*EXERCISE PROMPT*.
Pick up the brewery road-trip account where it stops and continue it.

*SOURCE EXCERPT*.
##########

After taking a short break back in our home town of Dallas, TX, we started off our second leg of the trip by heading north into Oklahoma to visit COOP Ale Works in Oklahoma City. While there, we spoke with co-founder JD Merryweather about the brewery; he told us that COOP had just celebrated their 5 year anniversary about a week and a half before our visit. To celebrate the occasion, they held an event that included live local music, food trucks, and over 20 beers on tap. We were also informed that the brewery has six year-round flagship beers – F5 IPA, Elevator Wheat, Horny Toad Blonde, Native Amber, Gran Sport Porter, and DNR Belgian-style Dark Ale – but they also do a lot of small batch recipes and firkins. Later on, JD (who is also President of the Oklahoma Craft Brewers Guild) gave us insight into beer and breweries in Oklahoma before we had to head to our next stop!
Our first Arkansas brewery visit back in May (2014) was to Vino’s Brewpub in Little Rock. We met with Josiah Moody who was the head brewer at that point in time, but he has since moved on to his own project as a gypsy brewer under the tag Moody Brews. Josiah informed us about all kinds of cool things Vino’s has done, like hosting live music multiple times a week from local bands as well as bigger acts like Queens of the Stone Age. A cream ale, pale ale, IPA, and stout are the four year-round beers they offer for you to enjoy with their excellent pizza, but they also have specialty releases such as the blood orange saison we tried. The environment at Vino’s is top notch and we highly recommend a trip there next time you’re in Little Rock!

##########

*DATA EXTRACT*.

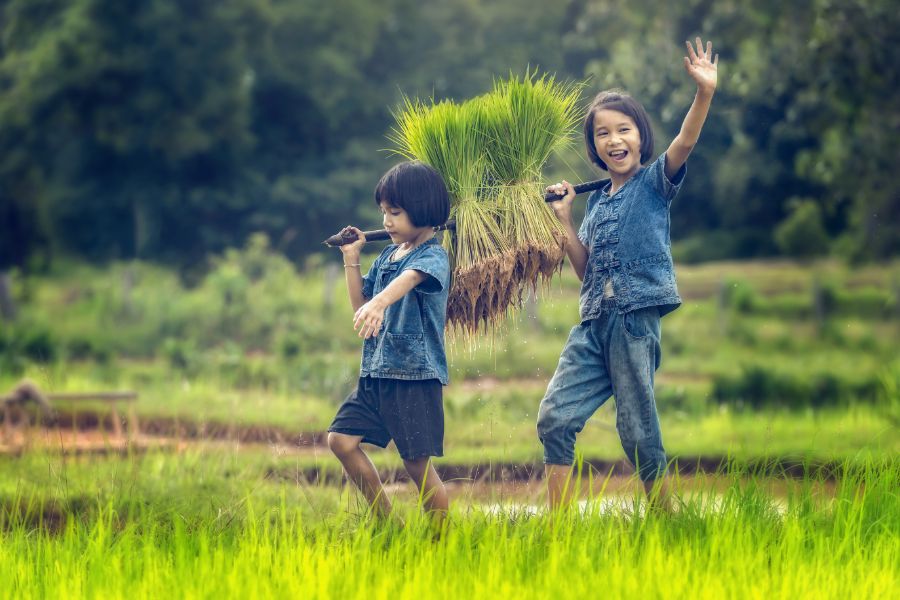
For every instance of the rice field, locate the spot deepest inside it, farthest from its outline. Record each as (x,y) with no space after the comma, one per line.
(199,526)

##########

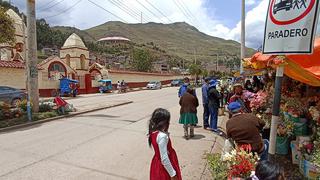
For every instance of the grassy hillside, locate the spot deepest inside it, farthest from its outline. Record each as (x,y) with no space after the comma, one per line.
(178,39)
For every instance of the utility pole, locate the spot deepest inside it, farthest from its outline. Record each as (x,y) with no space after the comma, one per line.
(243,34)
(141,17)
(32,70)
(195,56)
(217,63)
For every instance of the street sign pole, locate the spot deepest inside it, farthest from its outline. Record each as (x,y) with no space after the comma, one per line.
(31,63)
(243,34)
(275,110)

##########

*EXERCISE RESULT*.
After spending time in Nashville, we made our way down to Memphis in order to visit with the owners of Wiseacre, brothers Kellan and Davin Bartosch. They were not open to the public that day, so we spent some time chatting with them about their brewery and their different beers. Following that, Davin walked us around the facility and told us all about his previous experiences with brewing (including stints at the Siebel Institute of Technology in Chicago, IL & Doemen’s Academy in Munich, Germany) as well as the current methods he uses at Wiseacre. The brewery has amazing artwork on the walls and keeps things fun by hosting activities like karaoke, foosball, and an Oktoberfest. Their beer can only be found in Memphis currently, so if you want to pick up some cans, bottles, or growlers, you’ll need to visit the area to do so (and we recommend you do). Ananda IPA and Tiny Bomb American Pilsner are the two staples that can be found year-round, but they offer a ton of other specialty beers throughout the year that you won’t want to miss out on!
After leaving Jackalope Brewing Company in Nashville, TN, we drove a whole quarter of a mile down the road to meet with the people of Yazoo. Neil McCormick, who is their Sales and Marketing Manager, spent a significant amount of time with us showing off the brewery and going into detail about what makes Yazoo unique. Afterwards, he even acted as our tour guide of the city which made our time there about 10-fold better than most other places we have been. Below we go into detail about all of the events they hold (like Embrace the Funk and an adult-sized big wheel competition), the past, present, and future state of their business, beers, and much more. We cannot thank everyone at Yazoo enough for such a great time and hope to come back soon!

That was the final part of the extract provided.